▶ [Short exercise]
Lay out the material from the line holding "seg: <item>long brown hair</item>" through the line holding "Give the mask of every instance of the <item>long", inclusive, as a numbered list, skipping any blank lines. Leave the pictures out of the list.

▶ [Data for this exercise]
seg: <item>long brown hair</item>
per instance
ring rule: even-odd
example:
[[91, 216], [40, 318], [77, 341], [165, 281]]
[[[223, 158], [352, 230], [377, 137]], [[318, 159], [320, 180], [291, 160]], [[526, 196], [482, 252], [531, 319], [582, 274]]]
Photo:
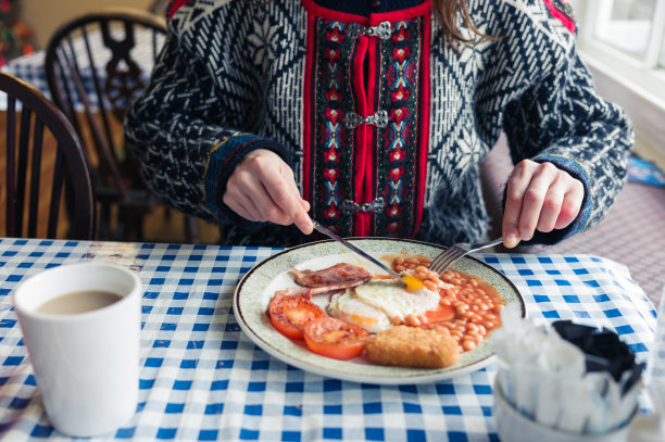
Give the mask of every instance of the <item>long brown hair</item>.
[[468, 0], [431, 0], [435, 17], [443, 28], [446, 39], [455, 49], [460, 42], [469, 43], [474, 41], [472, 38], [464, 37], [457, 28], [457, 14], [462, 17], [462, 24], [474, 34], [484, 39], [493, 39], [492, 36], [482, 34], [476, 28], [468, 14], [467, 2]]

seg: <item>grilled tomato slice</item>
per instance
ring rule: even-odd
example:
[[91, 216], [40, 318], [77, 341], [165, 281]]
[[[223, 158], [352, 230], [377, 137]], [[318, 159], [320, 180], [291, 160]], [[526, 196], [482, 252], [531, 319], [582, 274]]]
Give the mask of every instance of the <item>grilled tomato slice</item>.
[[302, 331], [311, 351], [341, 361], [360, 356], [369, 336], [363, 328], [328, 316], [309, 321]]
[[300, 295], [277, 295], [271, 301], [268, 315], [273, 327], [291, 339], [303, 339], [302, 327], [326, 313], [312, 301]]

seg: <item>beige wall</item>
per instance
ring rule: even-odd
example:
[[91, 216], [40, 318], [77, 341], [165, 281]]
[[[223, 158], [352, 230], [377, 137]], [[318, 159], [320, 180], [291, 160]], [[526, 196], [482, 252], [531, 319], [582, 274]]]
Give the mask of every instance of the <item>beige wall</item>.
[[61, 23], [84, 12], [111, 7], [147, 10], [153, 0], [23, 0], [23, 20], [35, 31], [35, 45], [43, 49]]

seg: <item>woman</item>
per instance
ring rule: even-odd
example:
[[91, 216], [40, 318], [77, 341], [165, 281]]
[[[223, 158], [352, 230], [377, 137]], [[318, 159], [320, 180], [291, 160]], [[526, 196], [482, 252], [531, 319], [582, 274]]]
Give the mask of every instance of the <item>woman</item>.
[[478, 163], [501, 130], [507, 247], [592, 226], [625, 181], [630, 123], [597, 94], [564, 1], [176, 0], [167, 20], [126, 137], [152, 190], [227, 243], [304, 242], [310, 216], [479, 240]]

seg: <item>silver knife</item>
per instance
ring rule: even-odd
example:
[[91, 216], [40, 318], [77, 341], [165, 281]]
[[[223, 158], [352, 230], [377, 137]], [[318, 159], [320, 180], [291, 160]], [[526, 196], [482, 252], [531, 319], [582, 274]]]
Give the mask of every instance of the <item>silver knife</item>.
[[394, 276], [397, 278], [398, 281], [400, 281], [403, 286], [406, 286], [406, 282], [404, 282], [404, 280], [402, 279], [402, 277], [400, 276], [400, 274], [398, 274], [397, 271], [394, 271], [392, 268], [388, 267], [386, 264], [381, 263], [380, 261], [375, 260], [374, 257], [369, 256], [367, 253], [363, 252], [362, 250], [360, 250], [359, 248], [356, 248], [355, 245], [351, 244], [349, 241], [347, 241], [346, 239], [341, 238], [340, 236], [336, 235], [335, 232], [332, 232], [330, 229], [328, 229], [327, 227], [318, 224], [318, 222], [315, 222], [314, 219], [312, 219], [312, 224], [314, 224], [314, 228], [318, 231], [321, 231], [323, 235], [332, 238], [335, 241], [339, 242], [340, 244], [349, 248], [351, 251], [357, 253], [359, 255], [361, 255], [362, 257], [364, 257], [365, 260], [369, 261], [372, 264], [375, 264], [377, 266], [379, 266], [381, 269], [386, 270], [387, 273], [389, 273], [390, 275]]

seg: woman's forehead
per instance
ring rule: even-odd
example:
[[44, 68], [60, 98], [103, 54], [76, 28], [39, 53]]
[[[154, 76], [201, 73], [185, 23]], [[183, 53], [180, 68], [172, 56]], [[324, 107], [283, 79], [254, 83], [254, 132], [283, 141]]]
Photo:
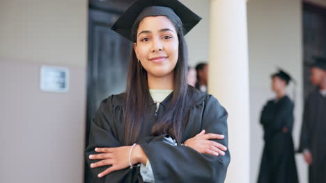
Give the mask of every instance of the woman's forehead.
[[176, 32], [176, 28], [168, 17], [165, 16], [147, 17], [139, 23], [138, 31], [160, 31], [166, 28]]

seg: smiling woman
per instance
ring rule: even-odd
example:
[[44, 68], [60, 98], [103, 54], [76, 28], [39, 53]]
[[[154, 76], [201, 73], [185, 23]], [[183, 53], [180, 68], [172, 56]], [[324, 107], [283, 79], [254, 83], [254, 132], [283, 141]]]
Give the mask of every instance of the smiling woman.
---
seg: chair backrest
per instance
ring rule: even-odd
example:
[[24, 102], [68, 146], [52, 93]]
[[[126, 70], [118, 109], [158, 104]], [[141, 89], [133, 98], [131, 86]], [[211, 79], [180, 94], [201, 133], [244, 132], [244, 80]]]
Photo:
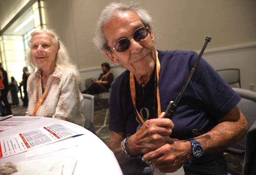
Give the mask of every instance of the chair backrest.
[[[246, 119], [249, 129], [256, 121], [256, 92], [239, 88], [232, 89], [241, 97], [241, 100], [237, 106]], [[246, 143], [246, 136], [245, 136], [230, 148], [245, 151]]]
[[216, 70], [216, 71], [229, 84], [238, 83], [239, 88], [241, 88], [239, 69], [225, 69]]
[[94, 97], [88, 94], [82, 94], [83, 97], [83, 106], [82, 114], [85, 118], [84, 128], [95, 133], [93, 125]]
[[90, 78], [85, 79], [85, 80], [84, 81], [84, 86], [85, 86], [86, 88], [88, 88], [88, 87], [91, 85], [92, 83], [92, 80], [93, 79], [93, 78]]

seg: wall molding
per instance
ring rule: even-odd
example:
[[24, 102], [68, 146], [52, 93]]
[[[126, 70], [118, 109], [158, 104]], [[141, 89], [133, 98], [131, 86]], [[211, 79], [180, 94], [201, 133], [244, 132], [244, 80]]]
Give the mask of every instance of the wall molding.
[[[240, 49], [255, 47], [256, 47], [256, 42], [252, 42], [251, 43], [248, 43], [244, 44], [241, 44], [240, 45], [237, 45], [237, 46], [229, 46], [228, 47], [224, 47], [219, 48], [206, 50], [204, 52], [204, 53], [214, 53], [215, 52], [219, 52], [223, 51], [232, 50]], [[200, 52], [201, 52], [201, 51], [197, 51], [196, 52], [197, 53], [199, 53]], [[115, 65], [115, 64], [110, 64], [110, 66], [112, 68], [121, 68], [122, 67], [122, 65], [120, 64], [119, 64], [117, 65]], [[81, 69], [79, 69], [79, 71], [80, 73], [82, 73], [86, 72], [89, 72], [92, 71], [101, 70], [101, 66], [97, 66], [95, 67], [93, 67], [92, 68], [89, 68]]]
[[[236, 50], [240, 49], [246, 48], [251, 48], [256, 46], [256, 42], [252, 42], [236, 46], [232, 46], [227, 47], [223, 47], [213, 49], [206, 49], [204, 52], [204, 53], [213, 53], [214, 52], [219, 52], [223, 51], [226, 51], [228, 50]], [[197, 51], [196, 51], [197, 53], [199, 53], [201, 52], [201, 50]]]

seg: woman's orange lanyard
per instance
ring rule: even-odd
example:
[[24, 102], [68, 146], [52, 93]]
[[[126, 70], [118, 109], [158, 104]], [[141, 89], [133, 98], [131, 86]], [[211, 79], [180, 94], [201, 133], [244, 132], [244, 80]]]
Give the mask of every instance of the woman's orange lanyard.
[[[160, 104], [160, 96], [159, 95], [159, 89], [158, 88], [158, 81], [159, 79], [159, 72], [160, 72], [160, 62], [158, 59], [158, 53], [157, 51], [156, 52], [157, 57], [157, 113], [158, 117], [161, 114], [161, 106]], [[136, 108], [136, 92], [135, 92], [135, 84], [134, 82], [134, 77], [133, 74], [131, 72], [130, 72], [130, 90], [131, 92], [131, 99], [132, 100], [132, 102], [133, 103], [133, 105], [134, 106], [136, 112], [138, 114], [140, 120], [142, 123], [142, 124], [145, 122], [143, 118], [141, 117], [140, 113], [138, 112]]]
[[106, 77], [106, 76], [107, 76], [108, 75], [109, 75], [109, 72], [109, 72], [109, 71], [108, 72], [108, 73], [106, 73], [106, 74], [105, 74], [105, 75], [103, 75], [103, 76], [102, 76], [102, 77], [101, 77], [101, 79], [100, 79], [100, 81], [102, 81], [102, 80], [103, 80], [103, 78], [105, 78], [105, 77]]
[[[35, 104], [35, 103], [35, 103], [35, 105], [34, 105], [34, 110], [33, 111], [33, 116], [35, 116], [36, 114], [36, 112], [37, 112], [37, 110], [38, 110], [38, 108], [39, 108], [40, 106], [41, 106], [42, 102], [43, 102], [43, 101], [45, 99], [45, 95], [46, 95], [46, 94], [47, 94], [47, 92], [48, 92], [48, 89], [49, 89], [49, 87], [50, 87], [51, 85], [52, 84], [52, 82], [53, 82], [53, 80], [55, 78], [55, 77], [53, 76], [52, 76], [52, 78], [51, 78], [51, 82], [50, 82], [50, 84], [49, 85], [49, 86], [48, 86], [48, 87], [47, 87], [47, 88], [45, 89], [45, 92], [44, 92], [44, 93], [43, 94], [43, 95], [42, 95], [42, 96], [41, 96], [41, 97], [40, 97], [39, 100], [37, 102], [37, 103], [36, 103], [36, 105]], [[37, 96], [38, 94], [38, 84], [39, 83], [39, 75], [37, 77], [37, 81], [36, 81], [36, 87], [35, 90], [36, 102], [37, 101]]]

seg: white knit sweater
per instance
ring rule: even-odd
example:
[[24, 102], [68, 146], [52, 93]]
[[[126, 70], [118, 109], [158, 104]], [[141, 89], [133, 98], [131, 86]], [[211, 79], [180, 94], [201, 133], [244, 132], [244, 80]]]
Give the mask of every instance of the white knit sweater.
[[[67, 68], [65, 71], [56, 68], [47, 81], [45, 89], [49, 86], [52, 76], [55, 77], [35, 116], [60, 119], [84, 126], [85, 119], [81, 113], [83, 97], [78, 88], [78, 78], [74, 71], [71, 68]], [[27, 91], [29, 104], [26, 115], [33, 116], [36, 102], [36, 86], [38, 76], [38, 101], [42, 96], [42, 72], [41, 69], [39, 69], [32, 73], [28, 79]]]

▶ [Finished answer]
1. seg: <item>long brown hair</item>
2. per instance
3. ring rule: even-odd
4. example:
5. [[91, 216], [40, 318], [77, 341], [165, 281]]
6. [[[223, 158], [352, 230], [377, 137]], [[318, 159], [320, 180], [291, 160]], [[526, 196], [482, 252], [531, 319], [582, 274]]]
7. Photo:
8. Give the mask of every instance of the <item>long brown hair</item>.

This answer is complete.